(SOURCE INFORMATION):
--- START ---
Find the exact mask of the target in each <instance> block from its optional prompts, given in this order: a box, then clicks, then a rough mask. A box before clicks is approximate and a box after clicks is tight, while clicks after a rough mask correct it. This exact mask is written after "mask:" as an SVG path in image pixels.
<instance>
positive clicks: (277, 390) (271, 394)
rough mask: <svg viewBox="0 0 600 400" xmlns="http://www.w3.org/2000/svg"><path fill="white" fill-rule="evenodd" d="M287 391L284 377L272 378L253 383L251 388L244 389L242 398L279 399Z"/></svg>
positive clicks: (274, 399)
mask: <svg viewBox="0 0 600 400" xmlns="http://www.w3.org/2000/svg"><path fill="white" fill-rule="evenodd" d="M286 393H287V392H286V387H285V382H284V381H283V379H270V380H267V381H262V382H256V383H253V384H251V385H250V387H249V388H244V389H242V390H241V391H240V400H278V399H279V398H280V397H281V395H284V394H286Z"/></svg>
--- END ---
--- START ---
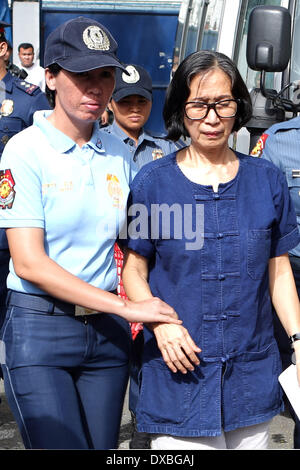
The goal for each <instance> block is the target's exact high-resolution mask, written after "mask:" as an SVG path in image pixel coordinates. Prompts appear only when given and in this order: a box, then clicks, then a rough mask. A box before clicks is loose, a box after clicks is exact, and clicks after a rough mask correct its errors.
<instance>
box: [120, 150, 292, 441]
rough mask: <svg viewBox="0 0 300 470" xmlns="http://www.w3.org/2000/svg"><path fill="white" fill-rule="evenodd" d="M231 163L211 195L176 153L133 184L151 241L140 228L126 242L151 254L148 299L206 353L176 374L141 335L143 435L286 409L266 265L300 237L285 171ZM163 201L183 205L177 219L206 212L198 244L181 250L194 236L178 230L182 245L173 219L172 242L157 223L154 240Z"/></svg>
--- END ---
(TO DO): Copy range, inclusive: the line holding "Find the exact" to the line holding "391L284 377L272 378L253". Reproduce exactly those lines of the records above and no others.

(EXERCISE RESULT):
Find the exact mask of the target in each <instance> block from its optional prompts, given in this order: a box, then clicks, then a rough mask. A box before clicks is approximate and a box after clicks is tight, while clicks after a rough mask correct it. This exact mask is written after "mask:" as an SVG path in image pixels.
<instance>
positive clicks: (277, 390) (271, 394)
rough mask: <svg viewBox="0 0 600 400" xmlns="http://www.w3.org/2000/svg"><path fill="white" fill-rule="evenodd" d="M287 391L284 377L272 378L253 383L251 388L244 389L242 398L279 399Z"/></svg>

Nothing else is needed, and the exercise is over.